• _Objectif 1_
Transcrivez le passage de l'extrait sur la Syrie et le Liban qui commence à "La Syrie contrôle" et se termine à "soutien habituel ?".
• _Objectif 2_
Rédigez la suite de l'extrait sur la Syrie et le Liban, en reprenant après sa dernière phrase.

• _Extrait_
───

La résolution 1559 s’inscrit dans ce calendrier et ce contexte. Et tout porte à croire qu’elle n’est qu’une étape.
Le tournant de la France ?
Pourquoi diable la France risque-t-elle sa crédibilité dans le monde arabe en s’associant à la mise en demeure américaine, alors que, de toute évidence, elle ne partage pas les mêmes objectifs que son allié de circonstance ? D’aucuns rapportent l’histoire d’une confiance trahie. Mais la thèse du coup de sang de Jacques Chirac, exaspéré par le double jeu incessant et les promesses non tenues d’ouverture politique et de réforme économique de son jeune « protégé » Bachar el-Assad, semble un peu courte. Le gros contrat gazier de 750 millions de dollars guigné par le groupe Total et attribué en présélection par Damas à un conglomérat anglo-américain, en avril dernier, ou encore l’échec retentissant de la conférence de Paris II [8] ont certainement joué au moins autant que les critiques de corruption ou d’« autisme ». Mais ce qui semble avoir fait déborder le vase est le lâchage par Damas du Premier ministre libanais Rafic Hariri, ami personnel de M. Chirac, poussé à la démission en octobre dernier, après l’affaire du viol de la Constitution libanaise.
Moins qu’un tournant politique, le parrainage français n’est qu’un avertissement sérieux à la Syrie. C’est une fin en soi, non une étape. Prenant acte de la domination américaine au Proche-Orient, la France poursuit ses objectifs propres : la préservation de la seule assise régionale qui lui reste, le Liban. Mais dans ce jeu risqué dont elle ne maîtrise pas toutes les cartes, elle pourrait se retrouver entraînée dans des enchaînements désastreux.
La fuite en avant de la Syrie
Aussitôt rejetée par Damas et son gouvernement d’affidés à Beyrouth comme une insupportable « ingérence dans leurs affaires intérieures », l’injonction du Conseil de sécurité a produit l’effet inverse de celui escompté. Le lendemain, sous sommation syrienne, le Parlement libanais adoptait précipitamment un amendement à la Constitution prolongeant de trois ans le mandat du Président Emile Lahoud, un général entièrement acquis à la Syrie et son « obligé » depuis son élection en 1998. En un tournemain, le pays est privé de sa présidentielle, prévue en novembre 2004, sans avoir son mot à dire.
La Syrie contrôle toute la classe politique libanaise, ce n’est un secret pour personne. Par la menace ou la corruption, elle exerce une ingérence pesante sur les affaires internes, jusque y compris la nomination des plus petits fonctionnaires. Reste à comprendre cette fuite en avant incompréhensible. Pourquoi avoir provoqué le viol de la Constitution alors que tous les candidats à la présidentielle lui auraient assuré leur soutien habituel ?

───

• _Enregistrements présentés_

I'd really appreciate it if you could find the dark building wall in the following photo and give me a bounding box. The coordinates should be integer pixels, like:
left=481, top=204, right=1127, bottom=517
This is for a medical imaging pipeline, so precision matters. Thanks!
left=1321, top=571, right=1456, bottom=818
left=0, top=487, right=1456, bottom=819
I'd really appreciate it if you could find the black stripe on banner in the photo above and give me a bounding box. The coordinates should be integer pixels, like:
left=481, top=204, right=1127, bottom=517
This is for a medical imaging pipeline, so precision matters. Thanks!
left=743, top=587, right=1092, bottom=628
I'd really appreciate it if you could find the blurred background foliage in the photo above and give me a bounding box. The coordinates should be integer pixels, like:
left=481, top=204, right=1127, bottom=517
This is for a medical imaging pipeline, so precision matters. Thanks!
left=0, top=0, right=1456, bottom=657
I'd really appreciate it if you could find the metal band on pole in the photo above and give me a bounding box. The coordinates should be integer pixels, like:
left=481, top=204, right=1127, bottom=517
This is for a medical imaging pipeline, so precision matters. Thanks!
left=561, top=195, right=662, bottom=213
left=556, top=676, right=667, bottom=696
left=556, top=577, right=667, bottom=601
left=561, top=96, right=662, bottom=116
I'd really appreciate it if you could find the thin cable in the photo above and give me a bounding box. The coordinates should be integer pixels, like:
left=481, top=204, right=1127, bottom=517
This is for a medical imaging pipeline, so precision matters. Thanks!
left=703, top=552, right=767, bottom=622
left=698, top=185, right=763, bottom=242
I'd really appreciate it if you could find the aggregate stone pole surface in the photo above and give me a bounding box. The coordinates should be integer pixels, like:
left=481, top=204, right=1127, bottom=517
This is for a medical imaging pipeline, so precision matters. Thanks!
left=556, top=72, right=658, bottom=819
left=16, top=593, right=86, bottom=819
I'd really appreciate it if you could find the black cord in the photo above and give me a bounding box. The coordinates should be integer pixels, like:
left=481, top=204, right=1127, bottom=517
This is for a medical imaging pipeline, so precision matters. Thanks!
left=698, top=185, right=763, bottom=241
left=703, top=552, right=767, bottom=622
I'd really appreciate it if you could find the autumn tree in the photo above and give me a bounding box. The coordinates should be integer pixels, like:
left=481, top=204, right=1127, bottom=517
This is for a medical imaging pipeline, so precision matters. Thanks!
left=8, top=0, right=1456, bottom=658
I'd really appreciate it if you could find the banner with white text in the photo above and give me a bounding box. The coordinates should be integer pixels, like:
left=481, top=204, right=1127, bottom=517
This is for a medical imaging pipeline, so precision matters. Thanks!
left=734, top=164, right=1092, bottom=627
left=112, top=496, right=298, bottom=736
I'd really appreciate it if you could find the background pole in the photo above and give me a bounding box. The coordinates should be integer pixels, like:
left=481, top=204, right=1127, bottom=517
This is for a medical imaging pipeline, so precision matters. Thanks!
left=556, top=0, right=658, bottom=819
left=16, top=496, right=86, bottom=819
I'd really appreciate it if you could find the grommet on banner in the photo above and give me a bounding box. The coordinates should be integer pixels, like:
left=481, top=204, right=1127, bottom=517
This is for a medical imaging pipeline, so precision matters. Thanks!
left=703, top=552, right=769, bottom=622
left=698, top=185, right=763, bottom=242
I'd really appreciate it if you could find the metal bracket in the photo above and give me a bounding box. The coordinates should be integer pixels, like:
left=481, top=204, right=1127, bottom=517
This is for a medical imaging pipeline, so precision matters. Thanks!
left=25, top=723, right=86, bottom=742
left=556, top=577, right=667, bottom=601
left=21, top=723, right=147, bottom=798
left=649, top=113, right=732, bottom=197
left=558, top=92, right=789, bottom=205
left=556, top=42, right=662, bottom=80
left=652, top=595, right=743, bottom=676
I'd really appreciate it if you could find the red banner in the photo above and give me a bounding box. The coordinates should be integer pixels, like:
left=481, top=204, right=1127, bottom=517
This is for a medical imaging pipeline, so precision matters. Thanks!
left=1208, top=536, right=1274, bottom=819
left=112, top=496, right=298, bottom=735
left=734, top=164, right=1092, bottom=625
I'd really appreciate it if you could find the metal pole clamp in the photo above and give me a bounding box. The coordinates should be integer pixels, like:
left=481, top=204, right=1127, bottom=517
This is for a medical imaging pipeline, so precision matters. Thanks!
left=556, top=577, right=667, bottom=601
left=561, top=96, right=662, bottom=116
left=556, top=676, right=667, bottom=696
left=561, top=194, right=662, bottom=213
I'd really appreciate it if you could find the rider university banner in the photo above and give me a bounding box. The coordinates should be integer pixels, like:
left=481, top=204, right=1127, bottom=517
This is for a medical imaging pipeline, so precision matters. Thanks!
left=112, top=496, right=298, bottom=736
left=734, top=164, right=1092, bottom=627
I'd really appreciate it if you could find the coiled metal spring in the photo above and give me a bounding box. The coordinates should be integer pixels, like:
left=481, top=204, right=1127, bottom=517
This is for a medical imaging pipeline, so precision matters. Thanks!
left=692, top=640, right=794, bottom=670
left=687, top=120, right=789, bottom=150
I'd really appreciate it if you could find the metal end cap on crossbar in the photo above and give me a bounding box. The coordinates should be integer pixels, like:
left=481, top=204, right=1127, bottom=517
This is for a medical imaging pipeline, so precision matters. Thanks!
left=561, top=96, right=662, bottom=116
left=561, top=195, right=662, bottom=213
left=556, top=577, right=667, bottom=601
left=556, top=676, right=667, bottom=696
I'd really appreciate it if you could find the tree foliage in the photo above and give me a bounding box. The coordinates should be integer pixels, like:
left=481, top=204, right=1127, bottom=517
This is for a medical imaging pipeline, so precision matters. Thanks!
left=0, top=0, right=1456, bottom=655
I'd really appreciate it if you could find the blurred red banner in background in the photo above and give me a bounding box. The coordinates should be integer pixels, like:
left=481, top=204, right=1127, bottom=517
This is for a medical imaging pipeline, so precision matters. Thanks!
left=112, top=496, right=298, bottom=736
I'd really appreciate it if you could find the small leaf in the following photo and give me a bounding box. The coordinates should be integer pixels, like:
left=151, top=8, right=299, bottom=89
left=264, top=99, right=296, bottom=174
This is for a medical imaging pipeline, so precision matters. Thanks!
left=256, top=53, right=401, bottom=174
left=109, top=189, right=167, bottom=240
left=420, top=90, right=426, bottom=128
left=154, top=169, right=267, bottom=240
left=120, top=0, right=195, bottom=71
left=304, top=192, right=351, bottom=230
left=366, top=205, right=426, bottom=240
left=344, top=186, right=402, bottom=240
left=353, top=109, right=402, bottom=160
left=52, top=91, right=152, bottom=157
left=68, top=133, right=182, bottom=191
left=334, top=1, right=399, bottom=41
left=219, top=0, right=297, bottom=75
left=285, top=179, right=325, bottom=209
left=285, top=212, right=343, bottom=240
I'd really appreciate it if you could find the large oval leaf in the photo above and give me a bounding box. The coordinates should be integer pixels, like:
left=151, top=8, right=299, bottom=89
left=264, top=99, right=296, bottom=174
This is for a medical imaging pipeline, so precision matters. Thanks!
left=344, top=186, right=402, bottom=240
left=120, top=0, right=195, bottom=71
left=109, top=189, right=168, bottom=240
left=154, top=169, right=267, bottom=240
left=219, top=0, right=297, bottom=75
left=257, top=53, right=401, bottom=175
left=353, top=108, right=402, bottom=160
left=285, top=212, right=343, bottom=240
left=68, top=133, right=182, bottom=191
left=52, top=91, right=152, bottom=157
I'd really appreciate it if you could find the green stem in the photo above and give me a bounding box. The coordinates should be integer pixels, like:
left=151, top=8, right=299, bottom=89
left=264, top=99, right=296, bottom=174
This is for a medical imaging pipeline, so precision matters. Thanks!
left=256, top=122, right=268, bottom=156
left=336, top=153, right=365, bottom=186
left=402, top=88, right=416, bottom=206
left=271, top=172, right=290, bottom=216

───

• _Réponse 1_
La Syrie contrôle toute la classe politique libanaise, ce n’est un secret pour personne. Par la menace ou la corruption, elle exerce une ingérence pesante sur les affaires internes, jusque y compris la nomination des plus petits fonctionnaires. Reste à comprendre cette fuite en avant incompréhensible. Pourquoi avoir provoqué le viol de la Constitution alors que tous les candidats à la présidentielle lui auraient assuré leur soutien habituel ?

• _Réponse 2_
De plus en plus isolé, gagné par la peur, le pouvoir syrien est convaincu depuis la chute de Bagdad, vécue comme un séisme, qu’il est le prochain sur la liste. Il est persuadé que la présence américaine en Irak vise à achever l’encerclement de l’ensemble Syrie-Liban-Palestine, amorcé par le partenariat stratégique conclu entre la Turquie et Israël, sous l’égide des Etats-Unis. Mais, si la Syrie est prête à tout lâcher sur le « dossier Irak » en multipliant les actes de coopération sécuritaire pour rassurer les Etats-Unis, elle est aussi capable de tout pour préserver son « pré-carré » libanais. Pourquoi ?
L’enjeu est d’abord économique. Le pays du Cèdre représente une véritable manne. On estime à près d’un million le nombre de travailleurs syriens installés au Liban ou s’y rendant quotidiennement. Ces devises permettent d’alléger la pression sociale qui deviendrait, sinon, rapidement dangereuse pour le régime d’el-Assad. Les mafias syriennes, redoutablement organisées et de mèche avec les moukhabarat (police politique syrienne) comme avec la majorité des politiciens libanais, sont également bien utiles pour renflouer les caisses vides de l’Etat.
Exsangue, l’économie syrienne est difficilement réformable tant elle est informelle, de bric et de broc. Depuis 2003, elle accuse des pertes de plusieurs centaines de millions de dollars par an depuis que le pétrole irakien, transitant sous Saddam Hussein par le territoire syrien, a été détourné par les Américains.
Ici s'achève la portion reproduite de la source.